Problem details:
Convert these rows into a two-column CSV with the header columns request and response, one row per row: put each row's request text in the request field and its answer in the response field, each field quoted and any line breaks replaced with spaces. Leave the pictures out.

*** Data for this exercise

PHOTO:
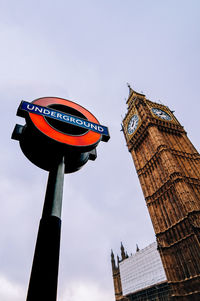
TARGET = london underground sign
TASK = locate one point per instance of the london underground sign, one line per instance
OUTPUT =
(56, 126)
(70, 119)
(59, 136)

******

The answer:
request,response
"PHOTO: TARGET = london underground sign TASK = locate one point per instance of the london underground sign, one line per instance OUTPUT =","(56, 126) (70, 119) (59, 136)"